» **Request A**
Say whether each of these statements agrees with the article about Verizon's 100G trial with Nortel, answering yes or no and quoting the deciding words of the article: (i) the trial ran across a 73 kilometer connection in Northeast Texas; (ii) Nortel specified in detail the techniques behind the quality gain; (iii) the trial traffic was transmitted with some errors.

» **Passage provided**
----

Verizon Adds Nortel to Its 100G Club
Having already hooked up with Alcatel-Lucent (NYSE: ALU) and Nokia Networks for previous tests and trials, the giant operator today announced it has completed a field trial with Nortel Networks Ltd. , with signal quality at the heart of this particular demonstration. (See Verizon Goes Long(er) With 100-Gig and Verizon Keeps 100-Gig Promise.)
Verizon noted today that its latest 100 Gbit/s trial, across a 73 kilometer connection in Northeast Texas, "performed with better tolerance for signal distortion than typically found in today's standard wavelength of 10G. This is a significant next step toward the commercialization of 100G transmission." (See Verizon Does 100G With Nortel.)
In fact, the carrier noted that the trial, using Nortel's Optical Multiservice Edge 6500 platform, "demonstrated twice the tolerance for signal distortion" as 10 Gbit/s systems. Nortel attributes this quality gain to unspecified "advanced signal-processing [and signal-correcting] techniques that maintain sustained signal integrity despite significant polarization mode dispersion (PMD)."
Verizon noted that the trial traffic was transmitted error-free, and that "preserving the level of quality for high-speed traffic is important for such ultra-long-haul network strategies as mesh architecture."

----

A block of data

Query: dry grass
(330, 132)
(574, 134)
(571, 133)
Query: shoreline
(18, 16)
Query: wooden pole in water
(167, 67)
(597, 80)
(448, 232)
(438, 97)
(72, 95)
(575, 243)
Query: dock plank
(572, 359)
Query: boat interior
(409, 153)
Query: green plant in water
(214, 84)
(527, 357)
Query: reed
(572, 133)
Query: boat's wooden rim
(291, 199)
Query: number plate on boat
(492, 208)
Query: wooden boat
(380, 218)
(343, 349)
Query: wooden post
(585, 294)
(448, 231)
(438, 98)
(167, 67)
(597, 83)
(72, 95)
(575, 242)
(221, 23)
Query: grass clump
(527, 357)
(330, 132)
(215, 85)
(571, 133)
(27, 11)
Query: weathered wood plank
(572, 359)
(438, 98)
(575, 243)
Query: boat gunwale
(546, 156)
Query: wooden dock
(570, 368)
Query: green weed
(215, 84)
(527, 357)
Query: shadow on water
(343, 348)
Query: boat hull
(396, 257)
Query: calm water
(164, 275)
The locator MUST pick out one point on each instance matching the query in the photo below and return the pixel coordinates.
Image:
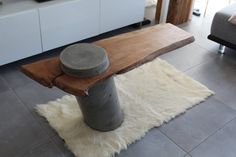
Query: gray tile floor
(207, 130)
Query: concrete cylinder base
(101, 109)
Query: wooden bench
(125, 52)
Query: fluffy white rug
(149, 95)
(150, 3)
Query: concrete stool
(100, 107)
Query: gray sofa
(222, 31)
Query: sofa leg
(221, 49)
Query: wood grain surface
(125, 52)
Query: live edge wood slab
(125, 52)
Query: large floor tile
(33, 94)
(188, 56)
(3, 85)
(45, 150)
(62, 146)
(153, 144)
(19, 132)
(193, 127)
(221, 144)
(220, 76)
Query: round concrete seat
(100, 107)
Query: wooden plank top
(125, 52)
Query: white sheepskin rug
(149, 95)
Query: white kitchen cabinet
(69, 22)
(19, 36)
(119, 13)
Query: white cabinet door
(120, 13)
(69, 22)
(19, 36)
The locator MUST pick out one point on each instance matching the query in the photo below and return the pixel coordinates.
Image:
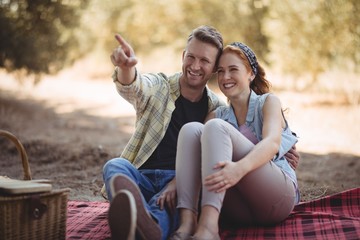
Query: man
(140, 184)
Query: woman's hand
(227, 176)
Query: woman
(237, 158)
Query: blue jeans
(151, 183)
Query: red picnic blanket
(331, 217)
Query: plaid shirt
(153, 97)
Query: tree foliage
(315, 36)
(38, 35)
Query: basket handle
(21, 149)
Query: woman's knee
(215, 126)
(191, 129)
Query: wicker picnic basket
(40, 215)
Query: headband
(249, 54)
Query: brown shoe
(146, 226)
(122, 216)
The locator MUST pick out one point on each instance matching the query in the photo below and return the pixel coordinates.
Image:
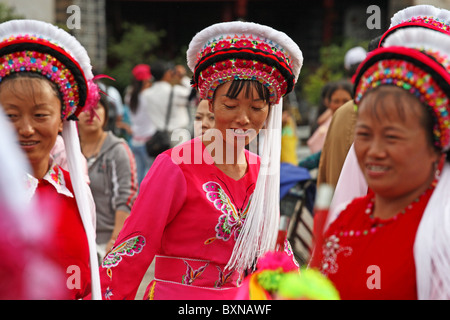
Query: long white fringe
(259, 233)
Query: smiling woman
(45, 82)
(207, 218)
(400, 227)
(35, 110)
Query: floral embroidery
(232, 219)
(331, 249)
(129, 248)
(191, 274)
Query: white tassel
(431, 246)
(259, 233)
(85, 201)
(423, 10)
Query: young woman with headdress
(203, 214)
(350, 183)
(46, 80)
(393, 242)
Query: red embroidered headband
(423, 74)
(244, 51)
(24, 49)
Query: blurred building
(90, 29)
(311, 24)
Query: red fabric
(69, 246)
(379, 265)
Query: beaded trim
(433, 21)
(264, 62)
(409, 76)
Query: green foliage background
(331, 68)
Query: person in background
(339, 93)
(142, 126)
(157, 98)
(352, 59)
(112, 171)
(289, 139)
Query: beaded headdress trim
(248, 51)
(423, 74)
(50, 61)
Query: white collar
(54, 176)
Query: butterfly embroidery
(232, 218)
(129, 248)
(191, 274)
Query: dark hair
(237, 86)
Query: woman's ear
(60, 126)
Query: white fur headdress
(244, 50)
(248, 51)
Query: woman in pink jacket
(209, 208)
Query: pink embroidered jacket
(187, 217)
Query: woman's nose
(377, 149)
(25, 127)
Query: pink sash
(193, 272)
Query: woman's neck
(40, 169)
(92, 142)
(387, 207)
(231, 160)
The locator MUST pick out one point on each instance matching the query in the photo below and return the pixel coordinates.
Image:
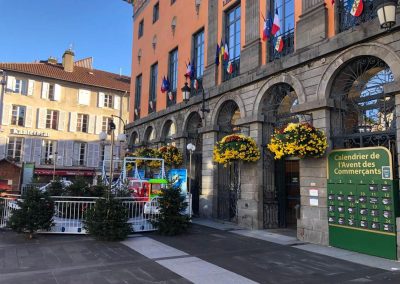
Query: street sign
(363, 201)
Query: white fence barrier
(70, 212)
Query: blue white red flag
(276, 25)
(356, 7)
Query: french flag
(267, 28)
(276, 26)
(279, 44)
(356, 7)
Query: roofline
(98, 86)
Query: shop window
(82, 123)
(18, 115)
(14, 149)
(52, 119)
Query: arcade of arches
(347, 98)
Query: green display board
(363, 201)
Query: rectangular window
(105, 123)
(153, 87)
(52, 119)
(21, 86)
(14, 149)
(82, 154)
(156, 12)
(18, 115)
(108, 100)
(138, 96)
(51, 92)
(49, 152)
(173, 69)
(141, 29)
(82, 123)
(198, 58)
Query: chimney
(68, 60)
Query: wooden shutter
(31, 87)
(29, 116)
(99, 124)
(45, 90)
(73, 117)
(7, 113)
(117, 102)
(100, 99)
(57, 92)
(84, 97)
(3, 145)
(62, 119)
(69, 153)
(92, 123)
(37, 150)
(28, 145)
(41, 118)
(60, 151)
(10, 83)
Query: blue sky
(36, 29)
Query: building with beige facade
(53, 113)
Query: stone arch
(383, 52)
(230, 97)
(282, 78)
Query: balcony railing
(288, 46)
(235, 69)
(348, 21)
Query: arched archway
(228, 182)
(363, 115)
(193, 124)
(281, 178)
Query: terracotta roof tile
(80, 75)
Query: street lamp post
(191, 148)
(3, 83)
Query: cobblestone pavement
(203, 255)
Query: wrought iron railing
(348, 21)
(235, 69)
(288, 45)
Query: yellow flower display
(171, 156)
(236, 147)
(298, 139)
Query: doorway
(287, 176)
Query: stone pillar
(210, 72)
(251, 53)
(250, 204)
(313, 224)
(208, 201)
(312, 26)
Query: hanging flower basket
(147, 153)
(299, 140)
(171, 155)
(236, 147)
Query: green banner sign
(362, 201)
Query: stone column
(312, 26)
(210, 72)
(251, 53)
(250, 203)
(313, 224)
(208, 201)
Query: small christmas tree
(172, 219)
(107, 220)
(35, 213)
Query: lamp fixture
(386, 10)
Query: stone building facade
(334, 59)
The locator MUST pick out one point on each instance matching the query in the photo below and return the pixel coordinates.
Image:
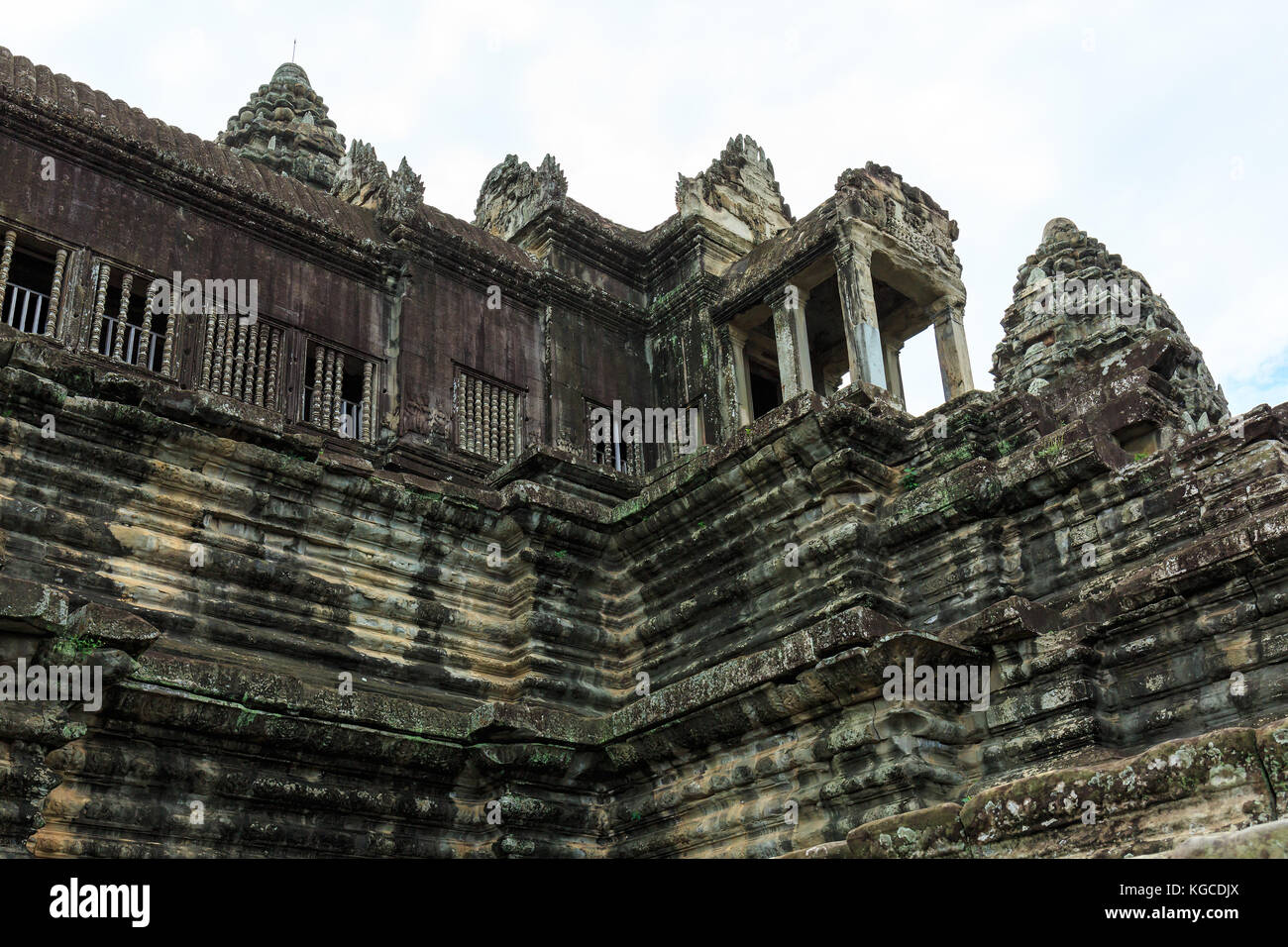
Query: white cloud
(1125, 118)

----

» **Request B**
Extract every line of the entries that contains the word "gray".

» **Exercise output A**
(i) Yes: "across a 73 kilometer connection in Northeast Texas"
(ii) No: "Nortel attributes this quality gain to unspecified"
(iii) No: "the trial traffic was transmitted error-free"

» **Exercise output B**
Query: gray tile floor
Query: gray sofa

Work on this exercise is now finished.